- **WORK REQUIRED**: Every line below should be repeated exactly.

Dataset entries:

________________________________________

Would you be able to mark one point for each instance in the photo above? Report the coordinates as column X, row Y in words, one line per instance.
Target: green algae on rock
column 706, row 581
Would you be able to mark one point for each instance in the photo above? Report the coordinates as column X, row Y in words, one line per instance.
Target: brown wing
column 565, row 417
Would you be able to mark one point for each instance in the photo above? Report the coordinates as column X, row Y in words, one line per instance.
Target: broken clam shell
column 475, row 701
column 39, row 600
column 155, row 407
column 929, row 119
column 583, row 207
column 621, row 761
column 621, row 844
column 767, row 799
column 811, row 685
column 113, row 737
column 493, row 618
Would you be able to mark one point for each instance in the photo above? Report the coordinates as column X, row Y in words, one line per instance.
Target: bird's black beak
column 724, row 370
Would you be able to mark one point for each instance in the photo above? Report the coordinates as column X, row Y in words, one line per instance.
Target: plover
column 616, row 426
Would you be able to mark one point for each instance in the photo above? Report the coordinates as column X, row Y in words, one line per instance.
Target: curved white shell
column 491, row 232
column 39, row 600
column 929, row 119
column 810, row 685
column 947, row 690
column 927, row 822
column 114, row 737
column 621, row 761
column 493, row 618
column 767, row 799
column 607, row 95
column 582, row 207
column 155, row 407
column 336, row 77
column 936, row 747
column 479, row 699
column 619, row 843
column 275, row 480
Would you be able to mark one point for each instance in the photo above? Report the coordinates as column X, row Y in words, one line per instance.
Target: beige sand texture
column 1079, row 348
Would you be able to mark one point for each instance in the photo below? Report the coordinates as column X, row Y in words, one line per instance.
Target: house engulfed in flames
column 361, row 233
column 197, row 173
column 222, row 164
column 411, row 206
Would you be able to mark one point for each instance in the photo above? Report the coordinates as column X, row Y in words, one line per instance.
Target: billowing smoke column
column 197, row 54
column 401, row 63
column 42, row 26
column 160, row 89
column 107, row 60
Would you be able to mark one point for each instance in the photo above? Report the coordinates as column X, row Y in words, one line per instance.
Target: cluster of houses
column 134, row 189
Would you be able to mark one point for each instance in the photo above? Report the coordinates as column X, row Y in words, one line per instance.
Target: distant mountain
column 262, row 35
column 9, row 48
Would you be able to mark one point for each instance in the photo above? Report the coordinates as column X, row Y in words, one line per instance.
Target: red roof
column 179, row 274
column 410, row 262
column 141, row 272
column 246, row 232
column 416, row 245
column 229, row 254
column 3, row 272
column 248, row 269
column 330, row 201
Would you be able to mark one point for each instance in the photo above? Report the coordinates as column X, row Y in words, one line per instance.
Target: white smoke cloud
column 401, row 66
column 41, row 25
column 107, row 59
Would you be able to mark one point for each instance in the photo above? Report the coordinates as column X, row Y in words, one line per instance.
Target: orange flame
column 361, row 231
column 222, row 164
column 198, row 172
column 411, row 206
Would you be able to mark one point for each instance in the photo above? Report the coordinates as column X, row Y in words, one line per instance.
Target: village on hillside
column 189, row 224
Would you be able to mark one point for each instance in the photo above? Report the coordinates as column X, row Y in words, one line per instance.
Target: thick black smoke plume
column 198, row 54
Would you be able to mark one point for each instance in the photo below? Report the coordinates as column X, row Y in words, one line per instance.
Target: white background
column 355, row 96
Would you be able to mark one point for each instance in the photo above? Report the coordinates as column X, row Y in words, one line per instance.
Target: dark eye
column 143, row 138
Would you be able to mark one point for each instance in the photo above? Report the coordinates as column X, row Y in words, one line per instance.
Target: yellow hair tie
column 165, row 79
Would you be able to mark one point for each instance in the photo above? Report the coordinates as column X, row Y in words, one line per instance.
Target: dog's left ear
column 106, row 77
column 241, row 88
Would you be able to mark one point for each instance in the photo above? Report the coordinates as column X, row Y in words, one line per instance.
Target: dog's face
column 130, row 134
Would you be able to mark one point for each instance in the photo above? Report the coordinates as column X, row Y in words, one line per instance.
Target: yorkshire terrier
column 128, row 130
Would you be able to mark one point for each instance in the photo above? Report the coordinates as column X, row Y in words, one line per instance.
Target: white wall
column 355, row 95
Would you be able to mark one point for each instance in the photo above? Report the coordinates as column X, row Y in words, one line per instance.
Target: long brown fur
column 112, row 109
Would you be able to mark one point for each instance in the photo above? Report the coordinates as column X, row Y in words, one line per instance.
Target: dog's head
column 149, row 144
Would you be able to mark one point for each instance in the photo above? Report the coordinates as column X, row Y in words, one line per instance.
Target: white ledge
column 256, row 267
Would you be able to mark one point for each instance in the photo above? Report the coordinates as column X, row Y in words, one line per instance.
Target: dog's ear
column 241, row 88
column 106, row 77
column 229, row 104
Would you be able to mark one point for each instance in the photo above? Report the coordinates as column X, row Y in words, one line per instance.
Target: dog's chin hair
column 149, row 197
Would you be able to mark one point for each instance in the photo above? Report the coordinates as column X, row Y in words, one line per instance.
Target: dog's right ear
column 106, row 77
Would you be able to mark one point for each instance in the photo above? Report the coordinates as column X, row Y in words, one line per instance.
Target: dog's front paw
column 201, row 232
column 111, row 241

________________________________________

- **TASK SOLUTION**:
Would you be able to mark one point for each instance in the photo above? Report the coordinates as column X, row Y in words, one line per instance.
Target: green algae on rock
column 706, row 581
Would you be able to mark one point for each instance in the photo above? Report the coordinates as column X, row Y in words, one line per instance.
Target: brown wing
column 565, row 417
Would you be able to mark one point for each instance in the photo above? Report the coordinates as column X, row Y in words, one line per instance.
Target: broken clam shell
column 475, row 701
column 39, row 600
column 155, row 407
column 929, row 119
column 583, row 207
column 621, row 761
column 621, row 844
column 767, row 799
column 811, row 685
column 113, row 737
column 493, row 618
Would you be able to mark one point for each instance in the photo above? Report the coordinates as column X, row Y in words, one line per instance.
Target: bird's black beak
column 724, row 370
Would you be able to mark one point for each instance in the photo above? Report the coordinates as column X, row Y in words, one line per instance.
Target: plover
column 616, row 426
Would you be able to mark one point for each instance in the photo above? Report the coordinates as column X, row Y in words, one line per instance.
Target: curved white shell
column 491, row 232
column 39, row 600
column 929, row 119
column 810, row 685
column 947, row 690
column 927, row 822
column 114, row 737
column 621, row 761
column 493, row 618
column 767, row 799
column 607, row 95
column 582, row 207
column 155, row 407
column 336, row 77
column 936, row 747
column 479, row 699
column 619, row 843
column 275, row 480
Would you be able to mark one point for each instance in the photo above? Report the coordinates as column X, row Y in words, one line per instance.
Target: beige sand texture
column 1079, row 348
Would you be able to mark one point for each instance in the photo below? Report the coordinates as column X, row Y in words, one line per instance.
Target: house engulfed in flames
column 361, row 233
column 197, row 173
column 222, row 164
column 411, row 206
Would you be able to mark one point for each instance in the photo above? Report the coordinates as column X, row Y in words, one line per instance.
Target: billowing smoke column
column 197, row 54
column 401, row 63
column 42, row 26
column 160, row 89
column 107, row 60
Would you be able to mark one point for each instance in the photo above? Report the coordinates as column X, row Y in words, one line per instance.
Target: cluster of houses
column 134, row 189
Would you be able to mark one point for each instance in the photo above? Report the coordinates as column X, row Y in words, one line per instance.
Target: distant mountain
column 262, row 35
column 9, row 48
Would you be able to mark one point for each instance in the photo above? Report the coordinates as column X, row Y in words, one line per instance.
Target: red roof
column 179, row 274
column 410, row 262
column 141, row 272
column 246, row 232
column 416, row 245
column 229, row 254
column 3, row 272
column 248, row 269
column 330, row 201
Would you be able to mark one point for each instance in the photo above? Report the coordinates as column X, row Y in words, one line per instance.
Target: white smoke cloud
column 401, row 66
column 41, row 25
column 107, row 59
Would you be able to mark one point for each instance in the photo above? Report the coordinates as column X, row Y in words, one line per instance.
Target: orange flame
column 361, row 231
column 222, row 164
column 198, row 172
column 411, row 206
Would you be able to mark one point for each instance in the photo above? Report the coordinates as column X, row Y in words, one line per instance.
Target: village on hillside
column 189, row 224
Would you be able to mark one point for each instance in the photo above? Report the coordinates as column X, row Y in words, one line per instance.
Target: thick black smoke plume
column 198, row 54
Would you be able to mark one point for each instance in the photo below? Report the coordinates as column X, row Y in words, one line per instance.
Target: white background
column 355, row 96
Would you be able to mark one point for each instance in the photo above? Report the coordinates as column X, row Y in words, one line per instance.
Target: dark eye
column 143, row 138
Would you be able to mark one point for each instance in the photo above? Report the coordinates as column X, row Y in words, one line per instance.
Target: yellow hair tie
column 165, row 79
Would you be able to mark one point for each instance in the photo above? Report the coordinates as column X, row Y in words, one line per instance.
Target: dog's left ear
column 106, row 77
column 241, row 88
Would you be able to mark one point for each instance in the photo above? Report the coordinates as column X, row Y in words, one line per instance.
Target: dog's face
column 130, row 134
Would you be able to mark one point for each instance in the photo above? Report the coordinates as column X, row Y in words, one line per instance.
Target: yorkshire terrier
column 128, row 130
Would you be able to mark one point for each instance in the photo above? Report the coordinates as column X, row Y in words, one line per instance.
Target: white wall
column 355, row 95
Would you be able to mark one point for each instance in the photo above? Report the coordinates as column X, row Y in words, one line per instance.
Target: long brown fur
column 112, row 109
Would you be able to mark one point for each instance in the photo above? Report the coordinates as column X, row Y in words, one line per instance.
Target: dog's head
column 149, row 144
Would you be able to mark one point for each instance in the photo above? Report the coordinates as column X, row Y in words, one line per instance.
Target: white ledge
column 256, row 267
Would you be able to mark one point for each instance in the photo above? Report the coordinates as column X, row Y in words, one line per instance.
Target: dog's ear
column 241, row 88
column 106, row 77
column 229, row 104
Would you be able to mark one point for each instance in the photo above? Report the coordinates as column X, row Y in words, one line per instance.
Target: dog's chin hair
column 149, row 197
Would you be able to mark one point for each instance in the photo above? Report the coordinates as column X, row Y in words, one line per instance.
Target: dog's right ear
column 106, row 77
Would you be able to mark one point for each instance in the photo above? Report the coordinates as column X, row Y in words, one line per instance.
Target: dog's front paw
column 201, row 232
column 111, row 241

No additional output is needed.